EXTRACT TO READ:

══════

To give you an idea:

With $5, the gpt-4o-mini model can generate around 6,250,000 words (pretty amazing).
The standard gpt-4o model can generate about 250,000 words.

If you'd like to learn more about OpenAI API pricing, check out this link.

Keep in mind that image generation costs can become a limitation if you plan to use it frequently. In any case, there are local image generation models—which I’ll cover in another article—that can be used at zero cost if your computer meets the requirements mentioned earlier.

Part 3: How to use Ollama to run generative AI LLMs locally with Open WebUI

In this final part of the tutorial, I’ll show you how to run AI models locally using your own computer’s resources—at zero cost.

There are many models we can run locally, but keep in mind that we’ll only have access to those licensed as open source. That doesn’t mean they’re inferior to OpenAI’s models—on the contrary, we can even run Llama 3.1 by Meta, a direct competitor with excellent capabilities.

══════

RECORDED INFORMATION:
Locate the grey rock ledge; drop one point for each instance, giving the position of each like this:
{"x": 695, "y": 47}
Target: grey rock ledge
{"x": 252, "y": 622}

══════

QUESTIONS TO ANSWER:
a: Name every AI model that the tutorial on OpenAI pricing and local models mentions by name.
b: According to the tutorial on OpenAI pricing and local models, why doesn't the limit to open-source models mean the local models are inferior to OpenAI's? Answer in one to three sentences.
c: Continue the tutorial on running AI models locally with Ollama and Open WebUI, starting after its last sentence.

ANSWERS TO THE PROBLEMS:
a: gpt-4o-mini, gpt-4o, Llama 3.1

b: Locally you can even run Llama 3.1 by Meta, which is a direct competitor to OpenAI's models and has excellent capabilities.

c:
To run these models locally, we’ll use Ollama, a tool that makes it easy to use LLMs without needing to write code or go through complex setup steps. It’s designed to work on computers just like yours and mine.

How to install Ollama

Go to this link and click “Download”, then choose the version that matches your operating system. Once the installer is downloaded, run it—and that’s it! Ollama will be installed on your computer.

How to connect Ollama with Open WebUI

Go back to Open WebUI, where you’ll need to enable the integration with Ollama. Navigate to “Settings > Admin Settings > Connections”, and make sure Ollama API is set to ON and is pointing to the following address:

http://host.docker.internal:11434

How to download a model to use with Ollama and Open WebUI

Ollama provides an easy way to download the models you want. Simply go to this link and browse the library to find the model you'd like to install.

Keep in mind that models are classified by billions of parameters, and the more parameters a model has, the heavier the load on your computer will be. Some models might not run at all unless you have a very powerful machine. Generally, the rule is: more parameters = more accuracy.

Another important point is that these models are quantized, meaning they’ve been compressed to reduce their size and improve speed and memory efficiency. However, this compression can slightly affect their precision.

For this tutorial, we’ll use Meta’s Llama 3.1 model, specifically the 8-billion parameter version, which performs slightly better than GPT-3.5 Turbo. Larger versions of this model can even be comparable to GPT-4o.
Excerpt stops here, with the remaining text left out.